§ Aim: Using the text on RECODE below, answer yes or no for whether each statement agrees with it, and quote the deciding words: (a) RECODE accepts ranges that overlap. (b) When a value falls into more than one range, the last matching range applies. (c) In the age example, the MISSING clause is placed at the end.

§ Source:
At 12:30 PM 1/4/2011, John F Hall responded:

>Art's solution puts 10, 20 etc into higher, possibly the wrong, categories.

In RECODE, you can specify exactly which categories the boundaries of
ranges will fall into, and you can do it in a way that will work as
well when categorizing variables that can have fractional as well as
integral values. It's a powerful feature of RECODE.

It works because, in RECODE,
a. It's acceptable to specify ranges that overlap
b. If a value falls into more than one (overlapping) range, the first
matching range on the RECODE statement applies.

So if you want to categorize age by decade, and follow the (common)
rule that ages exactly on the boundary go in the higher category, the
following will work even if "age" takes on fractional-year as well as
integer values. Notice that the ranges are listed from highest to
lowest; that is what assigns the boundary values to the higher
category. For the same reason, the "MISSING" clause is first. In this
dataset, '1' is a missing value for "age".

RECODE age
   (MISSING    = 0)
   (80 THRU HI = 9)
   (70 THRU 80 = 8)
   ...
   (20 THRU 30 = 3)
   (10 THRU 20 = 2)
   (LO THRU 10 = 1)  INTO decade.
FORMATS        decade (F2).
MISSING VALUES decade (0).
LIST.


List
|-----------------------------|---------------------------|
|Output Created               |04-JAN-2011 23:39:48       |
|-----------------------------|---------------------------|
    age decade

    1.0    0
    2.0    1
   10.0    2
   11.0    2
   12.0    2
   19.9    2
   20.0    3
   20.1    3

Number of cases read:  8    Number of cases listed:  8
=============================
APPENDIX: Test data, and code
=============================
NEW FILE.

§ Items:
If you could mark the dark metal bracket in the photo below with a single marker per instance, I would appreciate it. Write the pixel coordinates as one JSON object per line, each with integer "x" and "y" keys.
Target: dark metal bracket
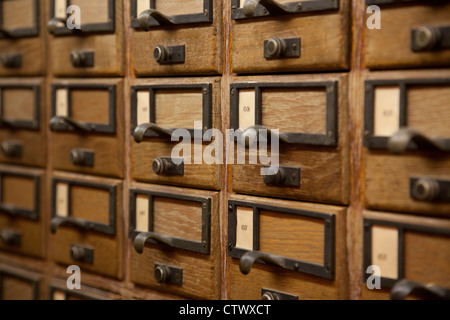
{"x": 102, "y": 27}
{"x": 265, "y": 8}
{"x": 203, "y": 246}
{"x": 249, "y": 257}
{"x": 328, "y": 139}
{"x": 21, "y": 32}
{"x": 154, "y": 18}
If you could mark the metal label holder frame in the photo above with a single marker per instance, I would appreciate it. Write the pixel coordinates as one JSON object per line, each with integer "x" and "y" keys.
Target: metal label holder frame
{"x": 207, "y": 107}
{"x": 237, "y": 13}
{"x": 182, "y": 19}
{"x": 203, "y": 246}
{"x": 401, "y": 227}
{"x": 377, "y": 142}
{"x": 110, "y": 128}
{"x": 109, "y": 229}
{"x": 329, "y": 139}
{"x": 327, "y": 270}
{"x": 22, "y": 124}
{"x": 22, "y": 32}
{"x": 33, "y": 214}
{"x": 101, "y": 27}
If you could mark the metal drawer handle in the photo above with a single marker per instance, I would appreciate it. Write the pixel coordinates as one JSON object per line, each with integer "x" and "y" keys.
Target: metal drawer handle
{"x": 249, "y": 258}
{"x": 398, "y": 143}
{"x": 142, "y": 238}
{"x": 65, "y": 221}
{"x": 66, "y": 123}
{"x": 163, "y": 20}
{"x": 141, "y": 130}
{"x": 403, "y": 288}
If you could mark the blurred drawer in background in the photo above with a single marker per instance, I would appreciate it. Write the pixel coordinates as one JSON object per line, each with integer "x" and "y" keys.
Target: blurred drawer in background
{"x": 288, "y": 36}
{"x": 407, "y": 135}
{"x": 22, "y": 211}
{"x": 97, "y": 49}
{"x": 22, "y": 38}
{"x": 177, "y": 37}
{"x": 311, "y": 114}
{"x": 158, "y": 107}
{"x": 176, "y": 239}
{"x": 23, "y": 128}
{"x": 411, "y": 253}
{"x": 286, "y": 250}
{"x": 88, "y": 126}
{"x": 86, "y": 223}
{"x": 413, "y": 34}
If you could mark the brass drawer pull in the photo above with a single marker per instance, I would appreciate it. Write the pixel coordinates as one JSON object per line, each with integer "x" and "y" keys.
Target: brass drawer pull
{"x": 142, "y": 238}
{"x": 249, "y": 258}
{"x": 404, "y": 288}
{"x": 66, "y": 123}
{"x": 400, "y": 141}
{"x": 141, "y": 130}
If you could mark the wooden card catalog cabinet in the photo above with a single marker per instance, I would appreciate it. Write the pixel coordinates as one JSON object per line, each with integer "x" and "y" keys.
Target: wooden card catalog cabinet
{"x": 22, "y": 38}
{"x": 17, "y": 284}
{"x": 87, "y": 127}
{"x": 175, "y": 239}
{"x": 408, "y": 254}
{"x": 171, "y": 123}
{"x": 22, "y": 213}
{"x": 177, "y": 37}
{"x": 87, "y": 37}
{"x": 22, "y": 122}
{"x": 86, "y": 223}
{"x": 407, "y": 135}
{"x": 291, "y": 35}
{"x": 285, "y": 250}
{"x": 413, "y": 34}
{"x": 310, "y": 115}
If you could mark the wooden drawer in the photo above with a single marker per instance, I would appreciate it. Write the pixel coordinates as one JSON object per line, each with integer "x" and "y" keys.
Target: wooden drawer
{"x": 314, "y": 36}
{"x": 407, "y": 161}
{"x": 59, "y": 291}
{"x": 18, "y": 284}
{"x": 175, "y": 240}
{"x": 310, "y": 113}
{"x": 158, "y": 107}
{"x": 302, "y": 246}
{"x": 22, "y": 44}
{"x": 22, "y": 211}
{"x": 413, "y": 34}
{"x": 405, "y": 247}
{"x": 87, "y": 126}
{"x": 86, "y": 223}
{"x": 23, "y": 122}
{"x": 97, "y": 49}
{"x": 177, "y": 37}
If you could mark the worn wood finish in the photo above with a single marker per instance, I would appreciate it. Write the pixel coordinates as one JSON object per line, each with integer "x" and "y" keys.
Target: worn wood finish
{"x": 197, "y": 173}
{"x": 324, "y": 170}
{"x": 204, "y": 45}
{"x": 274, "y": 233}
{"x": 109, "y": 49}
{"x": 390, "y": 46}
{"x": 201, "y": 273}
{"x": 426, "y": 255}
{"x": 32, "y": 49}
{"x": 325, "y": 42}
{"x": 108, "y": 148}
{"x": 19, "y": 104}
{"x": 20, "y": 192}
{"x": 108, "y": 250}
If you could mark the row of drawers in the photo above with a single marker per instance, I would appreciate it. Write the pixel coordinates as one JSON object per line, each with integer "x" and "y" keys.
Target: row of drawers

§ The answer:
(a) Yes: "It's acceptable to specify ranges that overlap"
(b) No: "the first matching range on the RECODE statement applies."
(c) No: "the "MISSING" clause is first."